(RECORDS PROVIDED)
▼
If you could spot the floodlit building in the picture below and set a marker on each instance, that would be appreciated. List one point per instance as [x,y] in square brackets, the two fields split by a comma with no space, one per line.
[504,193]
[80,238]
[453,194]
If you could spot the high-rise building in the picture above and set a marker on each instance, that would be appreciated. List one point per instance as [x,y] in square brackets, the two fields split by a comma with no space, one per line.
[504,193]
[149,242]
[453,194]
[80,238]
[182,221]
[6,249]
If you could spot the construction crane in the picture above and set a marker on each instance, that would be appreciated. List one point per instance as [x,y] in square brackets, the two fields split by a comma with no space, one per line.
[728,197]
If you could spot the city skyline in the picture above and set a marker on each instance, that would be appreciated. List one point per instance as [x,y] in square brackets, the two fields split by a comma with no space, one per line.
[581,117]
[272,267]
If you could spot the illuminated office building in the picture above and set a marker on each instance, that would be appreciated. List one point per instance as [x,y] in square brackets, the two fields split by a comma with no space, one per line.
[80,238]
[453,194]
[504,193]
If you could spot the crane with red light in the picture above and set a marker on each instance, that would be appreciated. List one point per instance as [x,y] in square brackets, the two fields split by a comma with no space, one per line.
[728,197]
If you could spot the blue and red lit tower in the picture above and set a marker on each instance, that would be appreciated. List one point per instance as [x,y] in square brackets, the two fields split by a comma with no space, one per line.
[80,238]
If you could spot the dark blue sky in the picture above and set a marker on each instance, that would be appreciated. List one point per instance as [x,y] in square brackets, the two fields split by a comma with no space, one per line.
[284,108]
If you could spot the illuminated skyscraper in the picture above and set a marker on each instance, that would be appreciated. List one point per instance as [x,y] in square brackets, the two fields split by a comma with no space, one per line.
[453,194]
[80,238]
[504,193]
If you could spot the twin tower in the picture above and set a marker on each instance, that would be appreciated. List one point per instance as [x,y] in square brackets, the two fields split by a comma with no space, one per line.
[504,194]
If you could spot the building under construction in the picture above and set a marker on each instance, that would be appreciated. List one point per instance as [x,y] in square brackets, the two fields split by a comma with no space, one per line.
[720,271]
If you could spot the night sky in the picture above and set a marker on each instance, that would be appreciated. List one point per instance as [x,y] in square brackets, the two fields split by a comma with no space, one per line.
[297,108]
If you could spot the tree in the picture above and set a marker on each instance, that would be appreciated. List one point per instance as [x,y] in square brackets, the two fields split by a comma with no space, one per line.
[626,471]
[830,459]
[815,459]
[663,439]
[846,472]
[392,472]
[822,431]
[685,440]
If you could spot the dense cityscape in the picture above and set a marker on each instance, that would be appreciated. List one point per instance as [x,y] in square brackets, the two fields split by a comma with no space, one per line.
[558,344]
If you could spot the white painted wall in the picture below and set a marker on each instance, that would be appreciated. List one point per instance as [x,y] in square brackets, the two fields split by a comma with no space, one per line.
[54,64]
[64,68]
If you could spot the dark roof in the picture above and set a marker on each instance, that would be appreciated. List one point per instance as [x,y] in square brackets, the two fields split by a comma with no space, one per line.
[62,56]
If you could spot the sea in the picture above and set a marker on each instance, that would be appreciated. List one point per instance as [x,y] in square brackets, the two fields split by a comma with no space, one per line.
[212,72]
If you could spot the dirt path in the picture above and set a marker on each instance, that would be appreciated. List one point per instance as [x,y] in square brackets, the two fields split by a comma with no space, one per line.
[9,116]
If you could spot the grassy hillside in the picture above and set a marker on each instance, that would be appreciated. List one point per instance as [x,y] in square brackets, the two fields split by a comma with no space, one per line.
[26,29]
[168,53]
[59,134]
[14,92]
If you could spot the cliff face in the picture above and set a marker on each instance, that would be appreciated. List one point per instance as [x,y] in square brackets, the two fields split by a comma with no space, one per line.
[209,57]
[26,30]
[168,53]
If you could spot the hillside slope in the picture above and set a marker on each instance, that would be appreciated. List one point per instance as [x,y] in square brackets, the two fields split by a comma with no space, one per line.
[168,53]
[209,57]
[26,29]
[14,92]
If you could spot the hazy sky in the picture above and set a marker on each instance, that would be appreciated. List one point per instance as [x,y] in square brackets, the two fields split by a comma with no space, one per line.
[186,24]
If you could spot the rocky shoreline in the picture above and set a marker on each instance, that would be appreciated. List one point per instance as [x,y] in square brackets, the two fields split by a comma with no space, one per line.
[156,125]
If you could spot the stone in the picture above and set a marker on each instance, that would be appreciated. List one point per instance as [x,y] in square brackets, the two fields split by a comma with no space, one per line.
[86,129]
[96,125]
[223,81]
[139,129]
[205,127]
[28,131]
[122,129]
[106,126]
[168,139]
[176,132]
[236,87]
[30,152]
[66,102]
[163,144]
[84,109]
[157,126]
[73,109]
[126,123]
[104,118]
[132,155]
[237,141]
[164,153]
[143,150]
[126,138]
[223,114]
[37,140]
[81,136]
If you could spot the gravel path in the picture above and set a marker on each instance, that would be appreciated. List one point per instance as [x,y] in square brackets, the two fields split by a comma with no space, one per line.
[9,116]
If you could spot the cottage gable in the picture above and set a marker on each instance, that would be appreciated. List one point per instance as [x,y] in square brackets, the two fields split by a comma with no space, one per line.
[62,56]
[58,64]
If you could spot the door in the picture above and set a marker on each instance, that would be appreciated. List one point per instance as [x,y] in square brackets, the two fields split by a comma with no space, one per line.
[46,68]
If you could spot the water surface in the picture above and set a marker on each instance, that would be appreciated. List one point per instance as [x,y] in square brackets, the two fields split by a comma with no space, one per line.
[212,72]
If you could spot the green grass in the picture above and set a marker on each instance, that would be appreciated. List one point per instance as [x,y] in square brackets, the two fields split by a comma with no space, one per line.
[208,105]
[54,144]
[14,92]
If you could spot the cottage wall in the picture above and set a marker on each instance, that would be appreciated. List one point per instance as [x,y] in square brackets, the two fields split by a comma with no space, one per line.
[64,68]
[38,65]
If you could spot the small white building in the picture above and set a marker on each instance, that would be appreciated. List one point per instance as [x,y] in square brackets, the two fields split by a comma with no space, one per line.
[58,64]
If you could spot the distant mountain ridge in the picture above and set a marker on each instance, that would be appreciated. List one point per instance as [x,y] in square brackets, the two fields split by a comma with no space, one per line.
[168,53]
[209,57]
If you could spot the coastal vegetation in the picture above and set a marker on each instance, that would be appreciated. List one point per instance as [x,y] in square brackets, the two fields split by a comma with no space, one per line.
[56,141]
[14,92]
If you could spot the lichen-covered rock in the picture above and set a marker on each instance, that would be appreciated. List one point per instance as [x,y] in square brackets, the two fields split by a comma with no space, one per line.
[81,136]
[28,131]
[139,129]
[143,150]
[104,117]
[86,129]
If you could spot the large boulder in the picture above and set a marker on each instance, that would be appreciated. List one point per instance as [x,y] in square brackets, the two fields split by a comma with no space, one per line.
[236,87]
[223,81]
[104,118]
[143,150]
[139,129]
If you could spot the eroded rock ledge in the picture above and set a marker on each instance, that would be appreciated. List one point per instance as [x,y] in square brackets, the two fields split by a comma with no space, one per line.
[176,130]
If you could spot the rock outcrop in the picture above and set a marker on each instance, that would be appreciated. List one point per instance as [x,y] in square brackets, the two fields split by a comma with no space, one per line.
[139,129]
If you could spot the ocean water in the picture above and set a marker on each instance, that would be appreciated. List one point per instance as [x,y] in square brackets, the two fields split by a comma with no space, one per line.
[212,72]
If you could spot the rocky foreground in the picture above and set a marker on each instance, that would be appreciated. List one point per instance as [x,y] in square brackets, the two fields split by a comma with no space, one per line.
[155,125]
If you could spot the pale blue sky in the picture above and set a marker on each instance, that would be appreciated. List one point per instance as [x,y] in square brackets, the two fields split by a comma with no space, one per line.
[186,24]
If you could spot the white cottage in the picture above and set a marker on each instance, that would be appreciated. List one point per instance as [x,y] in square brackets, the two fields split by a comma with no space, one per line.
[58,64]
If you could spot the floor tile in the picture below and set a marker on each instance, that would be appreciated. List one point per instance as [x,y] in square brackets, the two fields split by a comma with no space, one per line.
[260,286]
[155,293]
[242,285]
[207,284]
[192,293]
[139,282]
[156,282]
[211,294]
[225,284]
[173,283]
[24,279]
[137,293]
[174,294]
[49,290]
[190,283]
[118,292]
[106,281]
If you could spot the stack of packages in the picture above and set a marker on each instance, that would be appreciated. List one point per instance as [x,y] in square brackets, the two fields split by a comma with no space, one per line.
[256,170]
▲
(WORK REQUIRED) Respond with the exact lines running from the one that contains "If you could spot the pale" through the last line of the data above, and no other lines.

(ANSWER TO THIS PROBLEM)
If you could spot the pale blue sky in the picture above and set a marker on each instance, that would be appreciated. List one point per instance as [x,y] in square brackets, the two fields split by a comma with no space, one per line.
[186,24]
If you could spot the white cottage in the picture above and set a marker on each instance, that would be appreciated. List one point per instance as [x,y] in square brackets, the two fields split by a comma with no space, one per line.
[58,64]
If you could spot the floor tile in the picture below and set a marker on each instance, that would be appreciated. List one point per instance as [x,y] in square brackets, the two fields split by a comma with no space, one per line.
[260,286]
[155,293]
[242,285]
[207,284]
[192,293]
[139,282]
[156,282]
[211,294]
[225,284]
[173,283]
[24,279]
[137,293]
[174,294]
[49,290]
[190,283]
[118,292]
[106,281]
If you could spot the stack of packages in the picture above and set a marker on each instance, that would be appreciated. List one point per instance as [x,y] in square brackets, the two fields split by a comma with no space, one per line.
[256,170]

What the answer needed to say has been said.